## What is required
Can you put the records below into a two-column CSV with the headers "text" and "answer", one row per record, with each record's text and its answer each in a single quoted field and any line breaks replaced by spaces? Leave the pictures out.

## Data supplied
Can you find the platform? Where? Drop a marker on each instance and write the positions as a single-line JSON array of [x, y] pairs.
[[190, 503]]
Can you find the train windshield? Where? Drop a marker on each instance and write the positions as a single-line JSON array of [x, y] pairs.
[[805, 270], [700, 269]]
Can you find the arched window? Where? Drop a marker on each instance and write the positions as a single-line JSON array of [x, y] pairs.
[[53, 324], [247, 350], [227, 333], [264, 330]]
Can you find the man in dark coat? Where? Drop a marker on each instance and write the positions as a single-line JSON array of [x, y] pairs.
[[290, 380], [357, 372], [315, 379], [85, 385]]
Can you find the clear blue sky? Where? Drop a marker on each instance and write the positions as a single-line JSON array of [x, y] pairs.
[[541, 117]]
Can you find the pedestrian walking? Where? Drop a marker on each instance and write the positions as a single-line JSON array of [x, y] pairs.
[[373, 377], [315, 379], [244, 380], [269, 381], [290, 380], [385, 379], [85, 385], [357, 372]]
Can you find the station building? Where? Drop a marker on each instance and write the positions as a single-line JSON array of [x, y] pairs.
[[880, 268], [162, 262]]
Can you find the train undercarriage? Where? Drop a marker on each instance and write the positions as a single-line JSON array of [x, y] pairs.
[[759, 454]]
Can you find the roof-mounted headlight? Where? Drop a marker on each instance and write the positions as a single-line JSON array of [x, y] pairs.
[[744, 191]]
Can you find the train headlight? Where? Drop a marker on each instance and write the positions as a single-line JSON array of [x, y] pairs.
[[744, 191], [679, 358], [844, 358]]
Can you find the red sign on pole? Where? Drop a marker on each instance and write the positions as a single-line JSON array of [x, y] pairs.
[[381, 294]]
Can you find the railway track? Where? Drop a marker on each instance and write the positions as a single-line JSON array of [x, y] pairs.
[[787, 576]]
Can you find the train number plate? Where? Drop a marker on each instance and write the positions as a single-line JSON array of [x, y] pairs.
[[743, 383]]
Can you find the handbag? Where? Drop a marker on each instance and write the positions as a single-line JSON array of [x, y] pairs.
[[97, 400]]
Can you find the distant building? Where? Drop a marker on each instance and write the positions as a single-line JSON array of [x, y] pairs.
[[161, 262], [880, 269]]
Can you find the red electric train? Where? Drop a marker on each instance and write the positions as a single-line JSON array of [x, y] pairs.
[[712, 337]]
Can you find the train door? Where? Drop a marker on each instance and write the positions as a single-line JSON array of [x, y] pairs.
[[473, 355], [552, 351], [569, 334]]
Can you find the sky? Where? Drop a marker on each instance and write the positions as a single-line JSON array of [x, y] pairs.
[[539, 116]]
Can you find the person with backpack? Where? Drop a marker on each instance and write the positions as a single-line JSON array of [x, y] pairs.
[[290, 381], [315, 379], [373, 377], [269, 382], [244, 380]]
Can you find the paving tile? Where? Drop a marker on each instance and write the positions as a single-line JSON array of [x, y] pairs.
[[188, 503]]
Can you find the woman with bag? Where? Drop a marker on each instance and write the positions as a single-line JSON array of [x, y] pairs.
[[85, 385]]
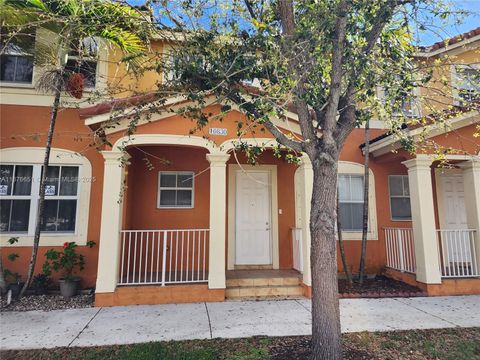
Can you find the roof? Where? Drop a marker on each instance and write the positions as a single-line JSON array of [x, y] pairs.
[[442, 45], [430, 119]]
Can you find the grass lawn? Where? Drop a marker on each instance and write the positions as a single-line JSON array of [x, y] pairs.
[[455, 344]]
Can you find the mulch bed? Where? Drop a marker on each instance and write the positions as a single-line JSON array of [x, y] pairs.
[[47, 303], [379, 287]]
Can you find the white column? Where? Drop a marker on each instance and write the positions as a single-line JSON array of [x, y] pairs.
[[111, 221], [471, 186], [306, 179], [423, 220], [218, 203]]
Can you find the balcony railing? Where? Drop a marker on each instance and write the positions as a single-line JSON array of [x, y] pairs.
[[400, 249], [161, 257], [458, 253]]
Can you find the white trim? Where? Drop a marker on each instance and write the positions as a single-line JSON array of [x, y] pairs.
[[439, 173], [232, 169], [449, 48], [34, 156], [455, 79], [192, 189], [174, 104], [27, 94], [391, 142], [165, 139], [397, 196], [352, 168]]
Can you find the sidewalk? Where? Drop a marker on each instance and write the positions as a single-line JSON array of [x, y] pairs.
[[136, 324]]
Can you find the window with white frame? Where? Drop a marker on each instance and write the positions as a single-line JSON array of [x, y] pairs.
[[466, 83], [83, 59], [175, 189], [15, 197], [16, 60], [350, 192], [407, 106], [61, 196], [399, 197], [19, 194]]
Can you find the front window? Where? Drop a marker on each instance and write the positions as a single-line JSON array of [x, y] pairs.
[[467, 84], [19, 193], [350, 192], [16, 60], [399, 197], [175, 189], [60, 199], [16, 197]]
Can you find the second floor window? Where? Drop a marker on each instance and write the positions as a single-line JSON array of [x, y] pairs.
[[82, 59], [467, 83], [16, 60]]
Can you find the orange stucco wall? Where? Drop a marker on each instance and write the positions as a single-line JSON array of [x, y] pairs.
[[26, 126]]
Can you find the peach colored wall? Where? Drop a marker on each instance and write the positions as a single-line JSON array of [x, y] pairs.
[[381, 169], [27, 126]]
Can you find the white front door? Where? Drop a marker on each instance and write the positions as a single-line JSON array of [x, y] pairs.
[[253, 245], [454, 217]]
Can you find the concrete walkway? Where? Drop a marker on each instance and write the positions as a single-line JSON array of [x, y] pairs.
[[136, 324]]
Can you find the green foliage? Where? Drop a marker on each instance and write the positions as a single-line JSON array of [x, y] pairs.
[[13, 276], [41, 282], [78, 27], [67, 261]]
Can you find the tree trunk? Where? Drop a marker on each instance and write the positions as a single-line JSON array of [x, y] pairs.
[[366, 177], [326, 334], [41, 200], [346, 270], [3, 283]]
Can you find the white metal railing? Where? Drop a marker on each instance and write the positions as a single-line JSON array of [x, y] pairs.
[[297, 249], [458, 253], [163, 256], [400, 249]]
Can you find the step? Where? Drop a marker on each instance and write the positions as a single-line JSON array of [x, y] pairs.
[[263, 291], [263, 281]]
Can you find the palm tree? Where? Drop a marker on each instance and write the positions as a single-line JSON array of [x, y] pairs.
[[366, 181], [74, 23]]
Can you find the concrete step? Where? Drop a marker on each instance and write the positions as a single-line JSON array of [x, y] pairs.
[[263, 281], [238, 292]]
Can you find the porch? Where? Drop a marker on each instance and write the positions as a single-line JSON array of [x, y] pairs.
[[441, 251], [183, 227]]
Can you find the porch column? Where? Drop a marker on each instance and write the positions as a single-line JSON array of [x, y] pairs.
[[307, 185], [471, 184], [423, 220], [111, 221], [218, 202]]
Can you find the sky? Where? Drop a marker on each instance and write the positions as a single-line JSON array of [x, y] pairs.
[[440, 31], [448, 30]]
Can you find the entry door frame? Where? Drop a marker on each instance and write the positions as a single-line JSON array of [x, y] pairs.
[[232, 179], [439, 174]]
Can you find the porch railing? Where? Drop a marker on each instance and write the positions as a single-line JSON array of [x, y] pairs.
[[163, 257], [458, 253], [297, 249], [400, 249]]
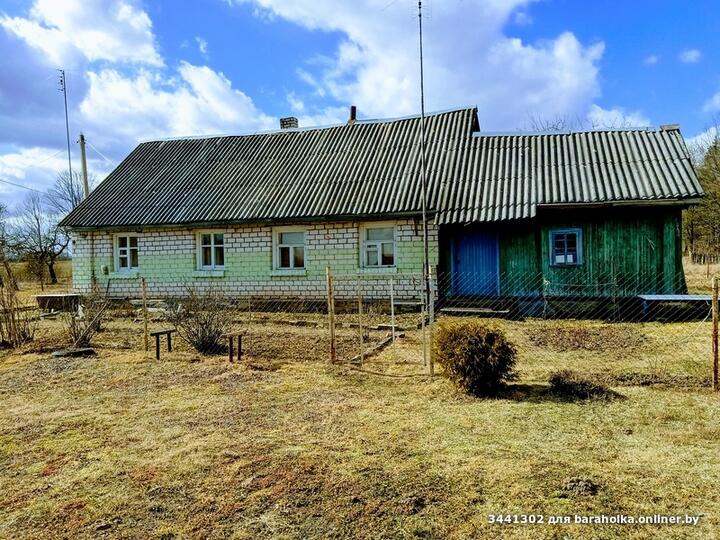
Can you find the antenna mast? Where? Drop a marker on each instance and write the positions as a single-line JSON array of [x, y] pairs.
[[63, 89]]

## Response
text,answer
"Can you find the platform? Where? Drop a marker on each instance and write the positions as a single-line JSON array of [x, y] pairs.","[[190, 503]]"
"Can you find the train windshield? Where? Drop a marker on each instance and write the positions as a single-line JSON array of [x, y] pairs.","[[805, 270], [700, 269]]"
"Can you find the arched window? Where? Drop a marker on each instance and write the positions as a single-line JSON array of [x, y] pairs.","[[53, 324], [247, 350], [227, 333], [264, 330]]"
"Can you find the man in dark coat? Where? Drop a marker on each instance and write the positions as a single-line JSON array of [x, y] pairs.","[[290, 380], [357, 372], [315, 379], [85, 385]]"
"Can you find the clear blue sky? Where? Drop a marker on each instance and write the positions as a single-line JSON array of [x, y] pairs.","[[541, 117]]"
"Can you find the pedestrian walking? Where? Drop a marker on each instance and write the positions as a single-line JSON array of [x, y] pairs.","[[373, 377], [315, 379], [244, 380], [269, 381], [290, 380], [385, 379], [85, 385], [357, 372]]"
"Can you find the station building? Where? Drop a marker on each instance and write the positions as a single-line JSON array of [x, y] pairs.","[[880, 268], [162, 262]]"
"Can you find the train undercarriage? Where? Drop a marker on each instance and write the positions as a single-line JSON array of [x, y] pairs.","[[759, 454]]"
"Can you find the roof-mounted headlight? Where? Drop a marker on each instance and write the positions as a single-line JSON array of [x, y] pairs.","[[744, 191]]"
"Can you find the train headlight? Where? Drop a marker on each instance and write the positions as a single-line JSON array of [x, y] pairs.","[[744, 191], [679, 358], [844, 358]]"
"Can you find the red sign on pole? Where? Drop a marker on each instance and write the positions as a single-line JSON array of [x, y] pairs.","[[381, 294]]"
"Can you find the railway track? Where? Drop a marker on each instance and write the positions as a single-line JSON array of [x, y] pairs.","[[787, 576]]"
"Can you find the train number plate? Where? Drop a marker on each instance and write the positions as a single-line JSON array of [x, y] pairs.","[[743, 383]]"
"Can you find the handbag? Where? Drop a marker on each instance and write the positions as a single-line JSON array of [x, y] pairs.","[[97, 400]]"
"Can you find the distant building? Where? Drop a marker on each instance and write the positions as a single-line JSON array of [x, y] pairs.","[[161, 262], [880, 269]]"
"Can you find the red electric train? Where? Drop a marker on each instance and write the positions as a single-line JSON array of [x, y] pairs.","[[712, 337]]"
"Can you find the train door? Where? Drop a marker on each instance and write the positions as a single-line JSON array of [x, y] pairs.","[[473, 355], [552, 351], [569, 334]]"
"Can you find the sky? Where? Drop a marker on each instance and write the positions as a single-line JSON array of [x, y] pairs.","[[539, 116]]"
"Can you find the person with backpack? Where? Drop a marker on each instance and write the positions as a single-line JSON array of [x, y] pairs.","[[290, 381], [315, 379], [373, 377], [269, 382], [244, 380]]"
"Can you find the paving tile? Where? Drop a marker on each instance and write the positions as a single-line JSON array of [x, y] pairs.","[[188, 503]]"
"Can you find the woman with bag? Where? Drop a marker on each instance and write the positions as a single-line JSON array of [x, y] pairs.","[[85, 385]]"
"Can you find the roof? Where? Drop a marker on each instance and write the positions as a single-line JSON array of [x, y] pairs.","[[442, 45], [430, 119]]"
"Can you find the grass lawn? Where? Drop a marker on each instance and write the positions as a single-line JSON array of [x, y] pairs.","[[455, 344]]"
"Can you find the mulch bed? Where? Drop a marker on each instance and write the positions as a single-line JSON array of [x, y] pairs.","[[47, 303], [379, 287]]"
"Can you find the white column? Where? Drop a marker on each instance and write the positions as a single-line JSON array of [x, y] pairs.","[[111, 221], [471, 186], [306, 179], [423, 220], [218, 203]]"
"Can you find the balcony railing? Where? Drop a marker on each instance and write the positions as a single-line JSON array of [x, y] pairs.","[[400, 249], [161, 257], [458, 253]]"
"Can you find the white trim? Where? Drop a marker on each instance and write the positions as a single-line JSON array of [x, y] pairs.","[[439, 173], [232, 169], [449, 48], [34, 156], [455, 79], [192, 189], [174, 104], [27, 94], [391, 142], [165, 139], [397, 196], [352, 168]]"
"Can you find the sidewalk? Where? Drop a marker on each instance and write the positions as a single-line JSON array of [x, y] pairs.","[[136, 324]]"
"Can you find the window with white frame? Where? Drop a marker on each instance and write the positions as a single-line JSON array of [x, y] pairs.","[[466, 83], [83, 59], [175, 189], [15, 197], [16, 60], [350, 192], [407, 106], [61, 196], [399, 197], [19, 194]]"
"Can you find the front window? Where? Drop a marker on each instance and write the positions as a single-line JSON array of [x, y] pairs.","[[467, 84], [19, 193], [350, 192], [16, 60], [399, 197], [175, 189], [60, 199], [16, 197]]"
"Can you find the second floor window? Where? Drop a marker on each instance and write the positions as a single-line JSON array of [x, y] pairs.","[[82, 59], [467, 83], [16, 60]]"
"Can you find the orange stucco wall? Where? Drop a marker on each instance and write the positions as a single-line JSON array of [x, y] pairs.","[[26, 126]]"
"Can you find the peach colored wall? Where? Drop a marker on each instance and write the positions as a single-line JSON array of [x, y] pairs.","[[381, 169], [27, 126]]"
"Can you find the white front door? Where? Drop a marker on each instance and write the positions as a single-line JSON array of [x, y] pairs.","[[253, 245], [454, 217]]"
"Can you find the concrete walkway? Where? Drop a marker on each instance and write the positions as a single-line JSON array of [x, y] pairs.","[[136, 324]]"
"Can you find the green foliage? Where? Drop a marker on each instance and write the positions as a single-line JSON array of [x, y] pairs.","[[13, 276], [41, 282], [78, 27], [67, 261]]"
"Can you find the tree trunk? Where? Drop a marker on each instance and write the positions as a single-line JSON array of [x, y] pairs.","[[366, 177], [326, 334], [41, 200], [346, 270], [3, 283]]"
"Can you find the white metal railing? Where? Drop a marker on each instance and write the positions as a single-line JSON array of [x, y] pairs.","[[297, 249], [458, 253], [163, 256], [400, 249]]"
"Can you find the step? Where? Drop a marker on each instance and write the positions as a single-line JSON array of [x, y] pairs.","[[263, 291], [263, 281]]"
"Can you find the palm tree? Where? Drop a marker on each instance and write the positions as a single-line JSON array of [x, y] pairs.","[[366, 181], [74, 23]]"
"Can you find the concrete step? Where? Drop a marker on each instance and write the positions as a single-line JSON array of [x, y] pairs.","[[263, 281], [238, 292]]"
"Can you find the porch? Where? Drop a marker on each instance and write the positions as a single-line JSON array of [x, y] pairs.","[[441, 251], [183, 227]]"
"Can you find the porch column? Where? Drop a marker on each instance and write the positions as a single-line JSON array of [x, y] pairs.","[[307, 185], [471, 184], [423, 220], [111, 221], [218, 202]]"
"Can you find the sky? Where? Drop a marker on each instance and write the positions as a single-line JSON array of [x, y] pairs.","[[440, 31], [448, 30]]"
"Can you find the entry door frame? Where? Drop a marker on each instance and write the positions as a single-line JSON array of [x, y] pairs.","[[232, 179], [439, 174]]"
"Can you find the porch railing? Where? Drop a marker on each instance and write the positions as a single-line JSON array of [x, y] pairs.","[[163, 257], [458, 253], [297, 249], [400, 249]]"
"Can you find the antenna mast? Where? Drop a marker on each instance and write the positions as a single-line JSON array of [x, y] pairs.","[[63, 89]]"